### What is being asked
Every line of the data below needs to be reproduced exactly.

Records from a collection
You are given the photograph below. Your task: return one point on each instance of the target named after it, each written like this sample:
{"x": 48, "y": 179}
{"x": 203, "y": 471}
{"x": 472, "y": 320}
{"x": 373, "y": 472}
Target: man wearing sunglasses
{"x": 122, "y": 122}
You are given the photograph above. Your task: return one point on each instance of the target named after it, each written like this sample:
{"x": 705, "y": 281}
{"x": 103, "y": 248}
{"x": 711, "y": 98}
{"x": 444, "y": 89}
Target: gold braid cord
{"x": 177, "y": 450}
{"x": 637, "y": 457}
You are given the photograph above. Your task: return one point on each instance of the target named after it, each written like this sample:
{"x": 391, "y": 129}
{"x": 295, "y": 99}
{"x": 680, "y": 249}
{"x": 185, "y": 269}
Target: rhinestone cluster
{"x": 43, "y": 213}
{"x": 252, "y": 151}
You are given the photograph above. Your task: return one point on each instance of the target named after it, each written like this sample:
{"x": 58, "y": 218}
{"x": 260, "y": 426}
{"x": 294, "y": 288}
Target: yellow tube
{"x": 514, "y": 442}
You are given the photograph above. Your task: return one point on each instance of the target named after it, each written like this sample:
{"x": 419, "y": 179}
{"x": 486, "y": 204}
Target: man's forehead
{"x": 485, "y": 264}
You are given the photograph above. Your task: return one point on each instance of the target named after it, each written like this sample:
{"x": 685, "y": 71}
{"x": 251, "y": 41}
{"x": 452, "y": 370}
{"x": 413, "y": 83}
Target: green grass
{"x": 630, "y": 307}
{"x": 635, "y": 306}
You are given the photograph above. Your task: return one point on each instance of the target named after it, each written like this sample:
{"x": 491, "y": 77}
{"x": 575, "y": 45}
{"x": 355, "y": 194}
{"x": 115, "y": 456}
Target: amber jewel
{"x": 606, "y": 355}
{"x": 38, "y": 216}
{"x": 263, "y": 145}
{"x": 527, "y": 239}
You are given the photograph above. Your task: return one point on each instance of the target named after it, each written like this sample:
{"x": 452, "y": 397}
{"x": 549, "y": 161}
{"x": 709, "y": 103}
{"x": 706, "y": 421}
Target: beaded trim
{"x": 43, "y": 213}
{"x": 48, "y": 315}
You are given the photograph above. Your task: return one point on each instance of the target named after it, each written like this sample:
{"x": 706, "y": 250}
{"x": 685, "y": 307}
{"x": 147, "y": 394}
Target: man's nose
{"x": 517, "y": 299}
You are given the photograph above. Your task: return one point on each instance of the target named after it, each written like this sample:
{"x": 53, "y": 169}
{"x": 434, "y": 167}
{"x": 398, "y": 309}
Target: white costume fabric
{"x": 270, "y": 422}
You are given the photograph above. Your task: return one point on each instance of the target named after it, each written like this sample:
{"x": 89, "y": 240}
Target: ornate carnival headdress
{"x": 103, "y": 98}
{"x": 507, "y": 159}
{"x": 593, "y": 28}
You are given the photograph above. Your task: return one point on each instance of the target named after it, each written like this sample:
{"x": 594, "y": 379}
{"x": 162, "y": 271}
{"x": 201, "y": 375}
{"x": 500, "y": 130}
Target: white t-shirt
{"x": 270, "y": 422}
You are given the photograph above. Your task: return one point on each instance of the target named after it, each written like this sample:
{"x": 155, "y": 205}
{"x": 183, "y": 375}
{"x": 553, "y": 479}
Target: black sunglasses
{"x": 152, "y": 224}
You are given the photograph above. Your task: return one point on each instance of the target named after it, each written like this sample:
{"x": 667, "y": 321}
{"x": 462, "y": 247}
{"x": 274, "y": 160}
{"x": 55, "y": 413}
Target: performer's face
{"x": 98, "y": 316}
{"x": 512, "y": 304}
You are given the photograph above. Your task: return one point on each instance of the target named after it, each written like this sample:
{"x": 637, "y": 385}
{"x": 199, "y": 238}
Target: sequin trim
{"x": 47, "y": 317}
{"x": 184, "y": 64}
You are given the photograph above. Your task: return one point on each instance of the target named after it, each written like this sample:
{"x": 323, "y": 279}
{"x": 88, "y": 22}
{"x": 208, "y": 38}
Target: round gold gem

### Result of this task
You are given the photograph below. Your task: return one point on each instance of the target named after it, each written like this sample:
{"x": 48, "y": 179}
{"x": 203, "y": 471}
{"x": 472, "y": 320}
{"x": 373, "y": 472}
Target: man wearing sunglasses
{"x": 122, "y": 122}
You are given the photograph above. Your task: return one point on each instance of the target named after it, each written like this sample:
{"x": 705, "y": 281}
{"x": 103, "y": 248}
{"x": 711, "y": 98}
{"x": 444, "y": 89}
Target: gold braid cord
{"x": 177, "y": 450}
{"x": 637, "y": 457}
You are given the photograph above. Your task: return one point on each instance of the target named after it, each written like this sample:
{"x": 391, "y": 129}
{"x": 295, "y": 99}
{"x": 680, "y": 249}
{"x": 185, "y": 269}
Target: rhinestone cluster
{"x": 43, "y": 213}
{"x": 252, "y": 151}
You are given the photograph above. Your task: return one point on each instance of the target named after it, each written like this sample:
{"x": 58, "y": 218}
{"x": 260, "y": 426}
{"x": 294, "y": 288}
Target: yellow tube
{"x": 514, "y": 442}
You are given the photograph above. Your task: return one point on each instance of the target named after it, each written like this sample:
{"x": 419, "y": 179}
{"x": 486, "y": 204}
Target: man's forehead
{"x": 485, "y": 264}
You are given the photograph above. Your task: return one point on each instance of the target named after it, each written like this sample:
{"x": 685, "y": 71}
{"x": 251, "y": 41}
{"x": 452, "y": 370}
{"x": 413, "y": 83}
Target: green grass
{"x": 630, "y": 307}
{"x": 635, "y": 306}
You are given the photograph above. Your task: return one point on each instance of the target named after it, each written like this sample:
{"x": 491, "y": 77}
{"x": 575, "y": 45}
{"x": 355, "y": 194}
{"x": 115, "y": 456}
Target: amber jewel
{"x": 606, "y": 355}
{"x": 38, "y": 216}
{"x": 263, "y": 145}
{"x": 527, "y": 239}
You are given the photograph above. Your task: return one point on each instance of the target named after it, each written like this sample:
{"x": 452, "y": 397}
{"x": 549, "y": 161}
{"x": 709, "y": 103}
{"x": 706, "y": 421}
Target: beaded trim
{"x": 43, "y": 213}
{"x": 48, "y": 315}
You are given the photograph above. Your task: return one point on each instance of the target named after it, each written like this sample:
{"x": 706, "y": 250}
{"x": 685, "y": 307}
{"x": 147, "y": 394}
Target: man's nose
{"x": 517, "y": 299}
You are given the photograph above. Your task: return one point on each instance of the target named after it, each written like this sample:
{"x": 53, "y": 169}
{"x": 434, "y": 167}
{"x": 398, "y": 309}
Target: white costume fabric
{"x": 270, "y": 422}
You are given the photograph above. Your task: return one point on each instance of the target named after it, each written like this sample:
{"x": 89, "y": 240}
Target: ornate carnival headdress
{"x": 103, "y": 98}
{"x": 507, "y": 159}
{"x": 593, "y": 28}
You are given the photograph above. Your task: return one point on each instance of the target named after it, each written like this sample:
{"x": 594, "y": 379}
{"x": 162, "y": 271}
{"x": 201, "y": 375}
{"x": 500, "y": 130}
Target: white t-shirt
{"x": 270, "y": 422}
You are given the photograph above. Your task: return one point on each instance of the target named after it, each written like this sample:
{"x": 155, "y": 205}
{"x": 183, "y": 375}
{"x": 553, "y": 479}
Target: black sunglasses
{"x": 152, "y": 224}
You are given the photograph above. Your task: return one point on each instance of the target named after it, each written like this sample:
{"x": 667, "y": 321}
{"x": 462, "y": 247}
{"x": 274, "y": 160}
{"x": 55, "y": 413}
Target: performer's face
{"x": 98, "y": 316}
{"x": 512, "y": 304}
You are given the photograph above. Your task: return one point on each instance of the target named after it, each written like this sample:
{"x": 637, "y": 385}
{"x": 199, "y": 238}
Target: sequin trim
{"x": 47, "y": 317}
{"x": 184, "y": 64}
You are given the photograph above. Your task: return one point on each instance of the target named after it, each written like this sample:
{"x": 323, "y": 279}
{"x": 88, "y": 22}
{"x": 208, "y": 38}
Target: round gold gem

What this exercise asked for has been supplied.